W trzecim dniu procesu Marc Dutroux, oskarżony o pedofilię i morderstwa, sam oskarża. Mężczyzna obarcza wspólników winą za porwanie dwóch 8-letnich dziewczynek, których ciała odnaleziono w jego ogrodzie w 1996 roku.

Dutroux zeznawał do mikrofonu w szklanej, kuloodpornej klatce. Pedofil minimalizował swoją rolę, twierdził, że działał na zlecenie przestępczej siatki.

Paradoksalnie ta linia obrony pokrywa się z przypuszczeniami niektórych rodziców zamordowanych dzieci. Opiekunowie od początku twierdzą, że Dutroux był tylko pionkiem większej, międzynarodowej grupy, która dotarła także na Słowację, a niewykluczone, że również do Polski.

━━━━━━━━

▶ **Polecenia**:
• a. Gdzie według fragmentu tekstu Dutroux składał zeznania?
• b. Przeskaluj w rekordach odcinek od ich początku do wiersza zawierającego „x=407, y=269” włącznie, przepisując wyłącznie te wiersze razem z poleceniami. Każdą współrzędną w odpowiedziach pomnóż przez 1,55 i zaokrąglij do liczby całkowitej, połówki w górę.

(Dane wyodrębnione z kolekcji)
━━━━━━━━

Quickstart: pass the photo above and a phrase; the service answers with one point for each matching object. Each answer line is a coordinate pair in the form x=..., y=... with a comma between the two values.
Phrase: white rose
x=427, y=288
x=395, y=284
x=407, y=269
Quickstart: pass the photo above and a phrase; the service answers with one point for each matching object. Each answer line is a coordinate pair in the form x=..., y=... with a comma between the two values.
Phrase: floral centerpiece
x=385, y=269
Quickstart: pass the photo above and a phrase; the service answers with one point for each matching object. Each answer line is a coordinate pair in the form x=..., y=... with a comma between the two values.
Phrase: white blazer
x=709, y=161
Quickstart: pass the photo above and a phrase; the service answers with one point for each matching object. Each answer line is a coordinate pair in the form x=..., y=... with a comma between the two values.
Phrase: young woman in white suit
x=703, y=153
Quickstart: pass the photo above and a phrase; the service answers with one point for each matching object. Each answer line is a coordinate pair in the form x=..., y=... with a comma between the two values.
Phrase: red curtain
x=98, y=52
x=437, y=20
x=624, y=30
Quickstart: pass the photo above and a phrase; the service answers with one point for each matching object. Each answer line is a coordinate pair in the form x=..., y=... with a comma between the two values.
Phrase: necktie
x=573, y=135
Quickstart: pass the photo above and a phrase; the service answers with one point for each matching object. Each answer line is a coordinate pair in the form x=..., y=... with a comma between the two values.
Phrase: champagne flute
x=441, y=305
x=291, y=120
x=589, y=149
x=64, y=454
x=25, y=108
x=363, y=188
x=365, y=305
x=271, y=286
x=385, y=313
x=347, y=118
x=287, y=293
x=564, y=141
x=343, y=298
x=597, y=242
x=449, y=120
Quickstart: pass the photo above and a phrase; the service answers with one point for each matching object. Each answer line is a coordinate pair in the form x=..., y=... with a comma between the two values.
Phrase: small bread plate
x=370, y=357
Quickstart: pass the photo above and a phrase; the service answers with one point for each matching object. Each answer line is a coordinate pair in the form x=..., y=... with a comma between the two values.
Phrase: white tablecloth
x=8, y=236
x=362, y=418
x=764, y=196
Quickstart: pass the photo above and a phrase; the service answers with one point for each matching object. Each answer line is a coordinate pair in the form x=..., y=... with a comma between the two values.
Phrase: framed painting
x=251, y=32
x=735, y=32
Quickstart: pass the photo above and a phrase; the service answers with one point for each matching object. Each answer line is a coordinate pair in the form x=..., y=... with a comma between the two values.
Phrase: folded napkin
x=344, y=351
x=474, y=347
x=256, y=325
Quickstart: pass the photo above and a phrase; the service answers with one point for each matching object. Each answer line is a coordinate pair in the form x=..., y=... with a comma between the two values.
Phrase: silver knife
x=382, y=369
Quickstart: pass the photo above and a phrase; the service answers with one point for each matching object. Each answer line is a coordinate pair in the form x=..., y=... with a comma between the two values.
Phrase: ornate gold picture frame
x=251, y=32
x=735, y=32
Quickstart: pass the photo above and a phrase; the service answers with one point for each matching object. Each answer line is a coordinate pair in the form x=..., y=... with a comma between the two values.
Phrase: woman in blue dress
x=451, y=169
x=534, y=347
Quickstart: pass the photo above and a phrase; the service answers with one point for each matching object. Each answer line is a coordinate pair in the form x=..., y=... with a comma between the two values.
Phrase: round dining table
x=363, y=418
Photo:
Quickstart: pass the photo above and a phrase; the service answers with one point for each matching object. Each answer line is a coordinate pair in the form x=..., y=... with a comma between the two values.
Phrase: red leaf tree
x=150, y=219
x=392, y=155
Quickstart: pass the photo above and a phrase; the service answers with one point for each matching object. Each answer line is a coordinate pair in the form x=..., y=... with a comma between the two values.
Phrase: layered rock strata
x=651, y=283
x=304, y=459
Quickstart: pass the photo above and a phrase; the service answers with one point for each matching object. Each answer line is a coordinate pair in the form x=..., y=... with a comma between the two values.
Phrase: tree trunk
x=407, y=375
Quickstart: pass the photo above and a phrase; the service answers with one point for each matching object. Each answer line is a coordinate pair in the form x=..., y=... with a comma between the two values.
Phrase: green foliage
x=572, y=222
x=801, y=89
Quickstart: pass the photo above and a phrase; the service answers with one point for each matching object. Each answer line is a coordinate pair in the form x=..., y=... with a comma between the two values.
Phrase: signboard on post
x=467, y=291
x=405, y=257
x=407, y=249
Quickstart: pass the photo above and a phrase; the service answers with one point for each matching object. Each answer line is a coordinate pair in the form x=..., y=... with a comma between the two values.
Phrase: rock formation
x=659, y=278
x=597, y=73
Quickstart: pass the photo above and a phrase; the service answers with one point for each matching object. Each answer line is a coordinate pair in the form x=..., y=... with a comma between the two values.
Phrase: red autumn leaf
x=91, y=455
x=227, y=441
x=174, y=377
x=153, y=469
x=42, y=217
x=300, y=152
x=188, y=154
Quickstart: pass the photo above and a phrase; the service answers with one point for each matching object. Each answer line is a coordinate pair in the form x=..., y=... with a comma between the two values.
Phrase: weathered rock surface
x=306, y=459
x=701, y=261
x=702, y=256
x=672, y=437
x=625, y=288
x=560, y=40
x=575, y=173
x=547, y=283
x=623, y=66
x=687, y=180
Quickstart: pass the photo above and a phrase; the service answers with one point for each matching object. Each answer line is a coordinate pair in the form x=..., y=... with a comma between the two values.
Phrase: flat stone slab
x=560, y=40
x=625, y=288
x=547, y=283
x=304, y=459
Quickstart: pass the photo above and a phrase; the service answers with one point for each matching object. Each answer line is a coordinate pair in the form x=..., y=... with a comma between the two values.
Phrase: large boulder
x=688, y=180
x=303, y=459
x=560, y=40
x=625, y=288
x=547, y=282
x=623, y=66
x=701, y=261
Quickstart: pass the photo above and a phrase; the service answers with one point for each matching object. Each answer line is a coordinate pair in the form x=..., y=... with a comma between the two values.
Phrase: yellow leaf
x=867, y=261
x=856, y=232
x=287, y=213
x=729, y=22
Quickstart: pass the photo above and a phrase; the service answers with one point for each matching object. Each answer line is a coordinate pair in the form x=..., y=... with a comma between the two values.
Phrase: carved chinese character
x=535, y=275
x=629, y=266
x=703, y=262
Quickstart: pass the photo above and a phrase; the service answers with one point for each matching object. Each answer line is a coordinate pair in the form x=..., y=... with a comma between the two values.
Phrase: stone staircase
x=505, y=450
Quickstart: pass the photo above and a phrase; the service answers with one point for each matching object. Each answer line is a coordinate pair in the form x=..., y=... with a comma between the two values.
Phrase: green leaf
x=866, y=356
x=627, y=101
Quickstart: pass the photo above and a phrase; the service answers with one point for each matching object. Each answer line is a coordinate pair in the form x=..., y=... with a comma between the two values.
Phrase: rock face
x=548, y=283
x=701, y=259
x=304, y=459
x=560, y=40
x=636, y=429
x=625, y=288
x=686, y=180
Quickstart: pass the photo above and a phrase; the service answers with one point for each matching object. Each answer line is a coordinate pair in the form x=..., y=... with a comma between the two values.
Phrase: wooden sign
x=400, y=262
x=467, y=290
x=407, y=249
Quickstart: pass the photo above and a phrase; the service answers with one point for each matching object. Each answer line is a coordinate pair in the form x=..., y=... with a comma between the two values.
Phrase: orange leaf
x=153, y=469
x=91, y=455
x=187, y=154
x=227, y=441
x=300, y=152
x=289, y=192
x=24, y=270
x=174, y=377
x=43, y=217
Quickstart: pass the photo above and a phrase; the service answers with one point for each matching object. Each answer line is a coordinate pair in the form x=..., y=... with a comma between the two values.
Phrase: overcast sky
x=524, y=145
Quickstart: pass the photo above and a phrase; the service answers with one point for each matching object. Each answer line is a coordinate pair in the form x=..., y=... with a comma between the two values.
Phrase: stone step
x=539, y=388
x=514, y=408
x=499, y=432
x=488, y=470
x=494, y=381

━━━━━━━━

▶ **Oczekiwane odpowiedzi**:
• a. W szklanej, kuloodpornej klatce.

• b.
Quickstart: pass the photo above and a phrase; the service answers with one point for each matching object. Each answer line is a coordinate pair in the form x=..., y=... with a comma between the two values.
Phrase: white rose
x=662, y=446
x=612, y=440
x=631, y=417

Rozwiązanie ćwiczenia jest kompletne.